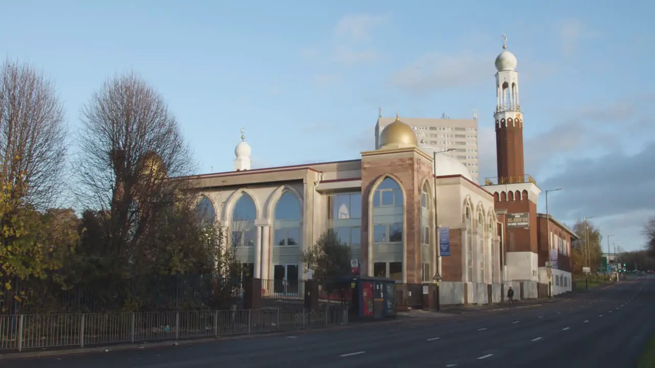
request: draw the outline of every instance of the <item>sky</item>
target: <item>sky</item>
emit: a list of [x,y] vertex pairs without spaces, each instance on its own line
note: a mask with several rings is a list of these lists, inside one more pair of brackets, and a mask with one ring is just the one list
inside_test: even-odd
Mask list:
[[483,180],[496,176],[494,60],[504,33],[518,59],[525,171],[542,190],[563,189],[549,195],[550,212],[570,226],[593,217],[610,244],[633,250],[655,215],[654,8],[22,0],[3,5],[0,47],[55,82],[71,136],[107,79],[140,73],[175,113],[201,173],[232,170],[242,128],[255,168],[358,158],[374,148],[381,107],[385,117],[453,119],[476,109]]

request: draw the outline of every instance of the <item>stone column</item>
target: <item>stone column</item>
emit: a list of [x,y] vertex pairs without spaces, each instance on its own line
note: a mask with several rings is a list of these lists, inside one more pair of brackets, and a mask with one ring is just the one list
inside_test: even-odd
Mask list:
[[261,227],[261,278],[271,279],[271,227]]
[[255,278],[261,278],[261,227],[255,227],[255,265],[253,267]]

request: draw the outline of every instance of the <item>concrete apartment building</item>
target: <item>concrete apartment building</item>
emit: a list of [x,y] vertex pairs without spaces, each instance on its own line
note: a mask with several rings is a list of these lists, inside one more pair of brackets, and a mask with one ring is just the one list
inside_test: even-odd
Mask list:
[[[383,117],[381,109],[375,124],[376,147],[383,129],[395,120],[395,117]],[[403,117],[403,121],[416,132],[420,147],[438,151],[453,149],[454,151],[444,154],[466,166],[473,181],[478,182],[477,119],[475,113],[471,119],[453,119],[443,115],[440,119]]]

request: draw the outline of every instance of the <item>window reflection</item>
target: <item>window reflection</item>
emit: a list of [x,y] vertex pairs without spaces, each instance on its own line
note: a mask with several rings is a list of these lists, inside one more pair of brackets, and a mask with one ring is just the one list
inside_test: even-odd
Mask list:
[[395,180],[386,177],[373,192],[373,207],[402,207],[403,194]]
[[214,210],[214,204],[204,196],[196,205],[196,216],[198,221],[204,225],[212,225],[215,220],[216,215]]
[[234,204],[233,221],[255,221],[257,218],[257,209],[255,201],[246,193],[242,193],[241,198]]
[[328,216],[331,220],[362,218],[362,194],[340,193],[331,195]]
[[299,220],[300,204],[293,194],[285,192],[275,206],[276,220]]

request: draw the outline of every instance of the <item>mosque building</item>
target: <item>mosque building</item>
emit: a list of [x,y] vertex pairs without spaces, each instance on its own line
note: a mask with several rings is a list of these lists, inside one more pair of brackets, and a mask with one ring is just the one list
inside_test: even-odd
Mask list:
[[558,251],[570,252],[571,236],[536,213],[540,190],[523,170],[517,60],[504,48],[496,60],[495,180],[479,185],[464,164],[419,141],[397,115],[376,149],[346,161],[253,170],[242,130],[234,171],[189,178],[198,206],[229,229],[255,278],[284,287],[307,276],[301,251],[334,229],[364,275],[408,284],[440,277],[485,289],[522,280],[536,294],[551,272],[542,222],[562,239]]

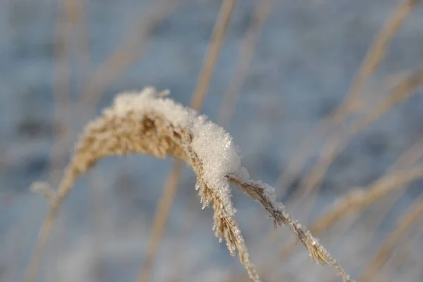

○ ○ ○ ○

_Do this_: Reproduce all of the material above line for line, without changing a single character. Leave the pictures out of your answer.

_Answer for this exercise_:
request: draw the outline of every instance of the <item>sky</item>
target: <item>sky</item>
emit: a list of [x,y] vertex pairs without spaces, each instance on its own line
note: a mask with several rings is a list of these lists, inside one more pair of brackets, and a mask with one ring is just the one list
inside_test: even-odd
Mask list:
[[483,180],[496,176],[494,60],[504,33],[518,59],[525,171],[542,190],[563,189],[549,195],[550,212],[570,226],[593,217],[610,244],[633,250],[655,215],[654,8],[22,0],[3,5],[0,47],[55,82],[71,136],[107,79],[140,73],[175,113],[201,173],[232,170],[242,128],[255,168],[358,158],[374,148],[381,107],[385,117],[453,119],[476,109]]

request: draw the outline of every instance of the <item>stone column</item>
target: <item>stone column</item>
emit: a list of [x,y] vertex pairs without spaces, each instance on its own line
note: a mask with several rings is a list of these lists, inside one more pair of brackets, and a mask with one ring is just the one list
inside_test: even-odd
Mask list:
[[261,227],[261,278],[271,279],[271,227]]
[[255,278],[261,278],[261,227],[255,227],[255,265],[253,267]]

request: draw the outline of every instance of the <item>concrete apartment building</item>
target: <item>concrete apartment building</item>
emit: a list of [x,y] vertex pairs without spaces, each instance on its own line
note: a mask with several rings is a list of these lists, inside one more pair of brackets, and a mask with one ring is just the one list
inside_test: even-odd
Mask list:
[[[383,117],[381,109],[375,124],[376,147],[383,129],[395,120],[395,117]],[[403,117],[403,121],[416,132],[420,147],[438,151],[453,149],[454,151],[444,154],[466,166],[473,181],[478,182],[477,119],[475,113],[471,119],[453,119],[443,115],[440,119]]]

request: draw the outline of every instance of the <item>window reflection</item>
target: <item>window reflection</item>
emit: a list of [x,y] vertex pairs without spaces, each instance on its own line
note: a mask with several rings is a list of these lists, inside one more pair of brackets, and a mask with one ring is just the one list
inside_test: even-odd
Mask list:
[[395,180],[386,177],[373,192],[373,207],[402,207],[403,194]]
[[214,210],[214,204],[204,196],[196,205],[196,216],[198,221],[204,225],[212,225],[215,220],[216,215]]
[[234,204],[233,221],[255,221],[257,218],[257,209],[255,201],[246,193],[242,193],[241,198]]
[[328,216],[331,220],[362,218],[362,194],[340,193],[331,195]]
[[299,220],[300,204],[293,194],[285,192],[275,206],[276,220]]

request: draw the outline of every instance of the <item>mosque building</item>
target: <item>mosque building</item>
emit: a list of [x,y] vertex pairs without spaces, each instance on its own line
note: a mask with several rings is a list of these lists, inside one more pair of brackets, and a mask with one ring is just the one list
inside_test: even-odd
Mask list:
[[558,251],[570,252],[571,236],[536,213],[540,190],[523,170],[517,60],[504,48],[496,60],[495,180],[479,185],[464,164],[419,141],[397,115],[376,149],[346,161],[253,170],[242,130],[234,171],[189,178],[198,206],[229,229],[255,278],[284,287],[307,276],[301,251],[334,229],[364,275],[408,284],[440,277],[485,289],[522,280],[536,294],[551,272],[542,222],[562,239]]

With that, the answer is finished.